Text to read:
START

Our readings today, particularly the Gospel and first reading, deal with marriage, with the union of man and woman on a number of levels; it is from these readings among others, that the Church receives her understanding of what marriage is all about, particularly as a Sacrament, and what Church teaching is based upon. The Gospel, for example, seems to deal specifically with the question of divorce, and how Jesus speaks on the permanence of marriage – the connection St. Mark makes in relating Jesus answer to the question of divorce and in the example of openness of little children to the Kingdom of God is easily recognizable and obvious in the connection between the sanctity of marriage and the family.

But as with every passage of Scripture, there is always a greater depth that we can explore – a better understanding that each of us can take from the Living Word of God that speaks to our hearts and minds and helps us better appreciate what Jesus tells us through the teachings of our Catholic faith. Today we have a culture of disposability; we are bombarded by the media and a popular cultural myth that the way to happiness and fulfilment is to do what you want, when you want; enter into relationships without worrying about permanence or commitment because if things don’t work out the way we want them, then we can just bail out or walk away. Our faith tells us that the Sacrament of Marriage is a lifetime commitment; the intent when we enter into it, is an intent to a lifetime commitment; a permanence; a covenant – that’s what the Church teaches; yet our culture of disposability questions that; even sometimes ridicules it as an outdated or old-fashioned unrealistic concept; and often many Catholics feel (for some reason that I personally can’t understand), that they somehow need to apologize for the Church’s teaching on marriage, a teaching which comes directly from Jesus Himself.

END

Objective A: What phrase does the homily on marriage use to describe today's culture?
Objective B: Please carry the homily on marriage forward from its last sentence.
The material is separate from the homily on marriage.

Collected material:
START

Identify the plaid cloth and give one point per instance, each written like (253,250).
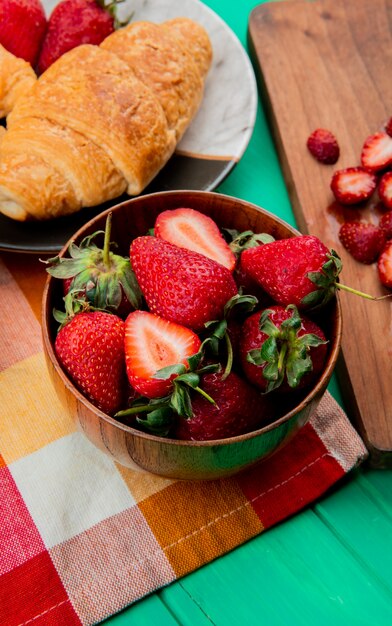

END

Right answer A: A culture of disposability.

Right answer B:
The Pharisees in today’s Gospel passage ask Jesus about divorce based on a ‘permission’ that was handed down by Moses; they say to Jesus ‘Moses said a man could divorce his wife given certain conditions – what do you have to say about that?’ First off, they hold Moses as the great lawgiver, so they want to see if Jesus will contradict someone who handed down most of the laws on which their whole tradition is based; their question is not so much to understand really what Jesus teaches; their question is designed to ‘trip’ Jesus up – not so much a desire to honestly learn on their part, but to ridicule Jesus or discredit his teaching; to diminish his mission, and show that they know better. We see this time and again in the gospels; and we see it time and again in our society, even amongst Catholics who want Church teaching on faith and morals and the Sacraments to bend in their favour. This is the hardness of heart Jesus talks about.

The permission that the Pharisees speak of is from the book of Deuteronomy, in which Moses is trying to keep the children of Israel on track with God’s intent that they live righteous lives and remain pure and dedicated to him. But they live amongst numerous pagan cultures, cultures which embrace divorce as just another phase of relationships. The children of Israel, even after all that God has done for them, show their hardness of heart; they say to Moses ‘we want to be like everyone else…okay, granted God has given us alot; has blessed us abundantly, but that’s not enough…we want that and more, and we want it our way – just like everybody else.’ The truth is though, as God’s chosen people, they’re not like everybody else; but in order to diminish this demand to a lesser evil, and to give time for people to think before they act on a divorce, MOSES gives them permission, saying that they have to write up a writ or a legal document of divorce; and the grounds for this are ‘if the woman fails to find favour in her husband’s eyes’; the more conservative or orthodox groups interpret that as solely on the grounds of adultery – the more liberal groups, which were prevalent in Jesus time, interpret that to mean if she doesn’t please her husband for whatever reason, then he can divorce her.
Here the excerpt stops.